start Excerpted text

At this point, the inherent logic of the commons remorselessly generates
tragedy.
As a rational
being, each herdsman seeks to maximize his gain. Explicitly or implicitly,
more or less consciously, he asks, "What is the utility to me of
adding one more animal to my herd?" This utility has one negative
and one positive component.
1. The
positive component is a function of the increment of one animal. Since
the herdsman receives all the proceeds from the sale of the additional
animal, the positive utility is nearly + 1.
2. The
negative component is a function of the additional overgrazing created
by one more animal. Since, however, the effects of overgrazing are shared
by all the herdsmen, the negative utility for any particular decisionmaking
herdsman is only a fraction of - 1.
Adding
together the component partial utilities, the rational herdsman concludes
that the only sensible course for him to pursue is to add another animal
to his herd. And another.... But this is the conclusion reached by each
and every rational herdsman sharing a commons. Therein is the tragedy.
Each man is locked into a system that compels him to increase his herd
without limit — in a world that is limited. Ruin is the destination
toward which all men rush, each pursuing his own best interest in a
society that believes in the freedom of the commons. Freedom in a commons
brings ruin to all.
Some would
say that this is a platitude. Would that it were! In a sense, it was
learned thousands of years ago, but natural selection favors the forces
of psychological denial. [8] The individual benefits
as an individual from his ability to deny the truth even though society
as a whole, of which he is a part, suffers. Education can counteract
the natural tendency to do the wrong thing, but the inexorable succession
of generations requires that the basis for this knowledge be constantly
refreshed.
A simple
incident that occurred a few years ago in Leominster, Massachusetts
shows how perishable the knowledge is. During the Christmas shopping
season the parking meters downtown were covered with plastic bags that
bore tags reading: "Do not open until after Christmas. Free parking
courtesy of the mayor and city council." In other words, facing
the prospect of an increased demand for already scarce space, the city
fathers reinstituted the system of the commons. (Cynically, we suspect
that they gained more votes than they lost by this retrogressive act.)
In an approximate
way, the logic of the commons has been understood for a long time, perhaps
since the discovery of agriculture or the invention of private property
in real estate. But it is understood mostly only in special cases which
are not sufficiently generalized. Even at this late date, cattlemen
leasing national land on the Western ranges demonstrate no more than
an ambivalent understanding, in constantly pressuring federal authorities
to increase the head count to the point where overgrazing produces erosion
and weed-dominance. Likewise, the oceans of the world continue to suffer
from the survival of the philosophy of the commons. Maritime nations
still respond automatically to the shibboleth of the "freedom of
the seas." Professing to believe in the "inexhaustible resources
of the oceans," they bring species after species of fish and whales
closer to extinction. [9]
The National
Parks present another instance of the working out of the tragedy of
the commons. At present, they are open to all, without limit. The parks
themselves are limited in extent — there is only one Yosemite
Valley — whereas population seems to grow without limit. The values
that visitors seek in the parks are steadily eroded. Plainly, we must
soon cease to treat the parks as commons or they will be of no value
to anyone.

end Excerpted text
start Records shown

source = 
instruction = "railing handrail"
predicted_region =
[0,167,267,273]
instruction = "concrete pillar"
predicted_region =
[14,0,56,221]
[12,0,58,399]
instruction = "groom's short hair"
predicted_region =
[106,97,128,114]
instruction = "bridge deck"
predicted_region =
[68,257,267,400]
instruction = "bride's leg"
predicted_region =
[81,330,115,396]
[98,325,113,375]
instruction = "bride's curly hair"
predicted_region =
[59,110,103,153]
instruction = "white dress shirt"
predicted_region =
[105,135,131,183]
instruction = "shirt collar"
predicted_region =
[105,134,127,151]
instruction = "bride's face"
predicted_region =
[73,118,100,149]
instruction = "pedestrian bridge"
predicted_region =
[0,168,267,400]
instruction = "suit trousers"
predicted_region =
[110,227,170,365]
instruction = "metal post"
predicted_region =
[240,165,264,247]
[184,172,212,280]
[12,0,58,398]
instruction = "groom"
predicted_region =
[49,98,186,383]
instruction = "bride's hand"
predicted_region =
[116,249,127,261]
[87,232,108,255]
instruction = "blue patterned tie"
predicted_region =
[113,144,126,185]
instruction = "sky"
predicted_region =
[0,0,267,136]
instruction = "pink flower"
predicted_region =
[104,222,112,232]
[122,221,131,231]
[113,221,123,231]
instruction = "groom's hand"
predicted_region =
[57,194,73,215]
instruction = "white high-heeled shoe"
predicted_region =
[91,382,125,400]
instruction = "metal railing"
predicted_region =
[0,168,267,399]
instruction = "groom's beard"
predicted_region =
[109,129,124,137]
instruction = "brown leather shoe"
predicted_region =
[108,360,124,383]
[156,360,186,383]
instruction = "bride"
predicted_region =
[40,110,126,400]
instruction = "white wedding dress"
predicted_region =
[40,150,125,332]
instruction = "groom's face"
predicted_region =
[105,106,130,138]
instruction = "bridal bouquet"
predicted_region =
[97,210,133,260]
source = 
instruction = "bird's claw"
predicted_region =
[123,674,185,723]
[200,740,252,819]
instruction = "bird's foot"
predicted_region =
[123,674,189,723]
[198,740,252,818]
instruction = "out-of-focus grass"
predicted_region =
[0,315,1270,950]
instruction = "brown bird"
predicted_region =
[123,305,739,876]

end Records shown

◆ Exercise task 1
In the listing, start at the first line and end after the line that has "[49,98,186,383]". Swap "concrete" for "stone" in those lines and leave everything else as is.
◆ Exercise task 2
Write the next part of the passage on the tragedy of the commons, picking up after its final sentence.
The passage and the listing come from unrelated sources.

◆ Written answer 1
source = 
instruction = "railing handrail"
predicted_region =
[0,167,267,273]
instruction = "stone pillar"
predicted_region =
[14,0,56,221]
[12,0,58,399]
instruction = "groom's short hair"
predicted_region =
[106,97,128,114]
instruction = "bridge deck"
predicted_region =
[68,257,267,400]
instruction = "bride's leg"
predicted_region =
[81,330,115,396]
[98,325,113,375]
instruction = "bride's curly hair"
predicted_region =
[59,110,103,153]
instruction = "white dress shirt"
predicted_region =
[105,135,131,183]
instruction = "shirt collar"
predicted_region =
[105,134,127,151]
instruction = "bride's face"
predicted_region =
[73,118,100,149]
instruction = "pedestrian bridge"
predicted_region =
[0,168,267,400]
instruction = "suit trousers"
predicted_region =
[110,227,170,365]
instruction = "metal post"
predicted_region =
[240,165,264,247]
[184,172,212,280]
[12,0,58,398]
instruction = "groom"
predicted_region =
[49,98,186,383]

◆ Written answer 2
What shall
we do? We have several options. We might sell them off as private property.
We might keep them as public property, but allocate the right to enter
them. The allocation might be on the basis of wealth, by the use of
an auction system. It might be on the basis of merit, as defined by
some agreedupon standards. It might be by lottery. Or it might
be on a first-come, first-served basis, administered to long queues.
These, I think, are all objectionable. But we must choose — or
acquiesce in the destruction of the commons that we call our National
Parks.
Pollution
In a reverse
way, the tragedy of the commons reappears in problems of pollution.
Here it is not a question of taking something out of the commons, but
of putting something in — sewage, or chemical, radioactive, and
heat wastes into water; noxious and dangerous fumes into the air; and
distracting and unpleasant advertising signs into the line of sight.
The calculations of utility are much the same as before. The rational
man finds that his share of the cost of the wastes he discharges into
the commons is less than the cost of purifying his wastes before releasing
them. Since this is true for everyone, we are locked into a system of
"fouling our own nest," so long as we behave only as independent,
rational, free enterprisers.
The tragedy
of the commons as a food basket is averted by private property, or something
formally like it. But the air and waters surrounding us cannot readily
be fenced, and so the tragedy of the commons as a cesspool must be prevented
by different means, by coercive laws or taxing devices that make it
cheaper for the polluter to treat his pollutants than to discharge them
untreated. We have not progressed as far with the solution of this problem
as we have with the first. Indeed, our particular concept of private
property, which deters us from exhausting the positive resources of
the earth, favors pollution. The owner of a factory on the bank of a
stream — whose property extends to the middle of the stream —
often has difficulty seeing why it is not his natural right to muddy
the waters flowing past his door. The law, always behind the times,
requires elaborate stitching and fitting to adapt it to this newly perceived
aspect of the commons.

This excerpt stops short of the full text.